Goal of the exercise. Pick out every line in the records below that contains the string "stalk" and copy each of those lines. Matches must have the same case.

Object location entries for an image.
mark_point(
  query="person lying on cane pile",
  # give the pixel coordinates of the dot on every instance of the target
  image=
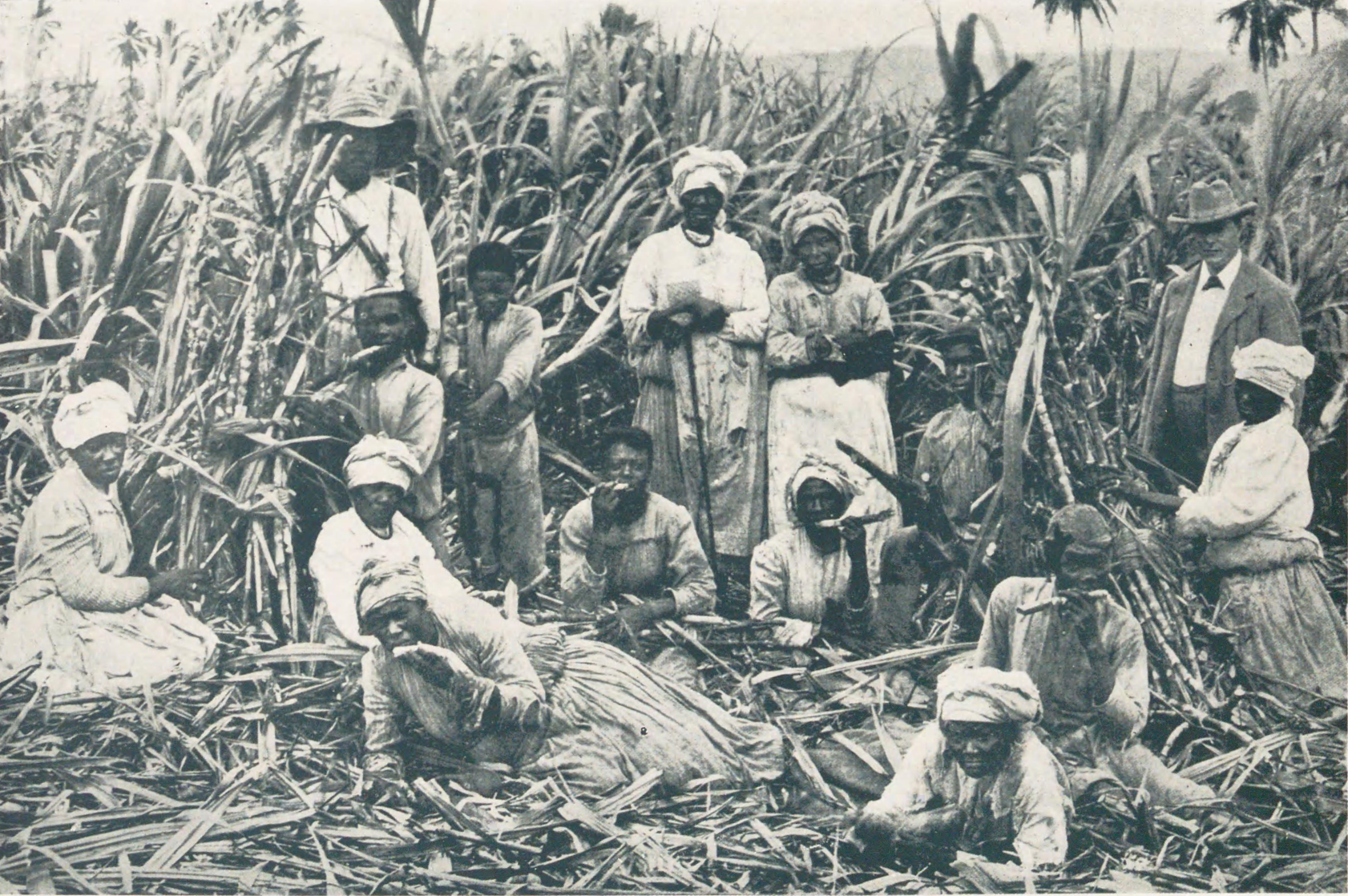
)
(1085, 654)
(816, 575)
(695, 314)
(626, 541)
(75, 608)
(829, 352)
(534, 700)
(504, 350)
(978, 777)
(1253, 508)
(385, 395)
(379, 472)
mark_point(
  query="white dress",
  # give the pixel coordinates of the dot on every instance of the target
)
(728, 364)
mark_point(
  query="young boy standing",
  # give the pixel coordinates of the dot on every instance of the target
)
(504, 348)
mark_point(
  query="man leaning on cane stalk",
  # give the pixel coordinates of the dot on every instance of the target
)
(1225, 304)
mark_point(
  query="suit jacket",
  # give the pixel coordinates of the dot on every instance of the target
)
(1258, 305)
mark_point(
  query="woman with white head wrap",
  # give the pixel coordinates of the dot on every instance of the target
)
(695, 312)
(545, 704)
(814, 575)
(976, 777)
(1254, 506)
(379, 470)
(75, 607)
(829, 349)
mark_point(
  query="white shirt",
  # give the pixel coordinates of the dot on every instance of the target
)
(397, 228)
(1200, 324)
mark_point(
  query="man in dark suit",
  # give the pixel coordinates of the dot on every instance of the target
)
(1225, 304)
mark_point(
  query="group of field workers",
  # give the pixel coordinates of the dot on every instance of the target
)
(759, 478)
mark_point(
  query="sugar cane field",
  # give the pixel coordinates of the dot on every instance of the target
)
(155, 228)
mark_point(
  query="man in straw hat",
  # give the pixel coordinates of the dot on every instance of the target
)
(1225, 304)
(367, 232)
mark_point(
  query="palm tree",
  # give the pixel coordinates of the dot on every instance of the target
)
(1322, 7)
(1102, 10)
(1265, 26)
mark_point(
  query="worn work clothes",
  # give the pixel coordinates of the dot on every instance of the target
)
(1258, 305)
(341, 551)
(1025, 805)
(507, 350)
(956, 456)
(75, 605)
(407, 405)
(731, 387)
(1093, 743)
(510, 504)
(1200, 324)
(656, 553)
(809, 411)
(793, 579)
(1253, 506)
(581, 710)
(397, 228)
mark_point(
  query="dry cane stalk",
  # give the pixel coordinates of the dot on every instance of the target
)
(1059, 468)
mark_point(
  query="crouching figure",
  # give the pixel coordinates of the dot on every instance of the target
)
(978, 777)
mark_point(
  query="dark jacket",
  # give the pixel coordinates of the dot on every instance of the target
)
(1259, 305)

Solution.
  query="man leaning on cane stalk",
  query="dry cane stalk",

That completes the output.